[[ Data for analysis, beginning ]]

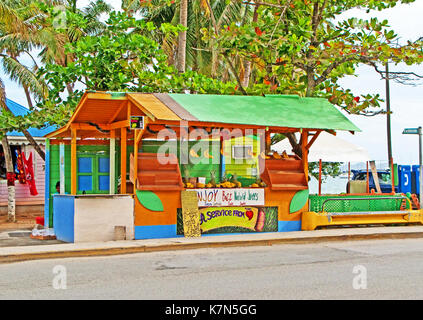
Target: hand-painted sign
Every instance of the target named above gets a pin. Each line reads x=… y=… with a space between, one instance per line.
x=244 y=217
x=190 y=214
x=230 y=197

[[ Data for analysis, end ]]

Your answer should hold the line with "Every instance of" and each line after it to the end of the data, retyped exactly. Include no other lines.

● **Task output**
Every instance of the target named above gets a pin. Each line reads x=… y=… with a space between, one instance per line.
x=244 y=217
x=190 y=214
x=230 y=197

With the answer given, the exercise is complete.